____ Working data
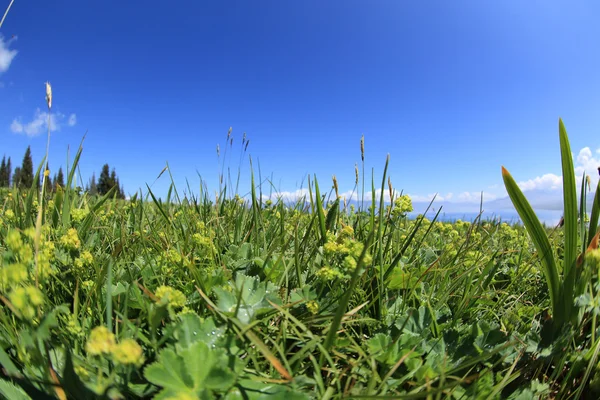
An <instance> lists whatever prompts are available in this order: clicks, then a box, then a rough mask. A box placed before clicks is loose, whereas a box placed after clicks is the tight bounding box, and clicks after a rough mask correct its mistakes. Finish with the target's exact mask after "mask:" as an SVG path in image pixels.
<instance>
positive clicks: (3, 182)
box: [0, 156, 8, 187]
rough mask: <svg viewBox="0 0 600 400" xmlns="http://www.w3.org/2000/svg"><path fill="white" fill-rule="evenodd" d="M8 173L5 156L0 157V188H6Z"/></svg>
mask: <svg viewBox="0 0 600 400" xmlns="http://www.w3.org/2000/svg"><path fill="white" fill-rule="evenodd" d="M7 178H8V173H7V171H6V156H4V157H2V163H0V187H7V186H8V182H7V181H8V179H7Z"/></svg>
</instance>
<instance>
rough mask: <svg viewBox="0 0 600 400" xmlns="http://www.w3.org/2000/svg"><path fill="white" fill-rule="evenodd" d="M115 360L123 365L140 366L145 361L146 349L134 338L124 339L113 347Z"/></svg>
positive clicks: (118, 363) (141, 364)
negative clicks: (132, 338) (142, 349)
mask: <svg viewBox="0 0 600 400" xmlns="http://www.w3.org/2000/svg"><path fill="white" fill-rule="evenodd" d="M112 357H113V361H114V362H115V363H117V364H121V365H134V366H137V367H139V366H140V365H142V364H143V363H144V351H143V350H142V347H141V346H140V345H139V344H138V343H137V342H136V341H135V340H133V339H124V340H122V341H121V342H119V344H117V345H116V346H114V347H113V349H112Z"/></svg>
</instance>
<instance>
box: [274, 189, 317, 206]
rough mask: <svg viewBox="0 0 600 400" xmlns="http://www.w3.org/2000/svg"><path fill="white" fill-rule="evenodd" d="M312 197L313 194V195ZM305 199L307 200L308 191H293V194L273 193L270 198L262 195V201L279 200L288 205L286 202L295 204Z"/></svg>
mask: <svg viewBox="0 0 600 400" xmlns="http://www.w3.org/2000/svg"><path fill="white" fill-rule="evenodd" d="M313 196H314V194H313ZM303 197H304V198H306V199H307V200H308V199H309V194H308V189H298V190H295V191H293V192H287V191H284V192H275V193H272V194H271V195H270V196H269V195H266V194H263V201H264V200H268V199H271V200H281V201H283V202H284V203H288V202H296V201H298V200H300V199H302V198H303Z"/></svg>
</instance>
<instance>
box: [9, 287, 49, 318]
mask: <svg viewBox="0 0 600 400" xmlns="http://www.w3.org/2000/svg"><path fill="white" fill-rule="evenodd" d="M8 299H9V300H10V302H11V304H12V305H13V306H14V308H15V310H16V311H17V312H18V313H19V314H21V317H22V318H23V319H26V320H29V321H30V320H32V319H33V318H34V317H35V312H36V308H37V307H39V306H41V305H42V304H44V296H43V294H42V292H40V290H39V289H38V288H36V287H34V286H18V287H16V288H14V289H13V290H12V291H11V292H10V294H9V295H8Z"/></svg>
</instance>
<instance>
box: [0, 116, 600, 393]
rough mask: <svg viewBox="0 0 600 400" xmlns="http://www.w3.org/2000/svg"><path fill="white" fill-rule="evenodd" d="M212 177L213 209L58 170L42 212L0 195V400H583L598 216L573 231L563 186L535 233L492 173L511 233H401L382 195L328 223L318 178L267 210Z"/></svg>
________
Task item: Count the lines above that contain the word "positive". Give only the number.

Reply to the exercise: 2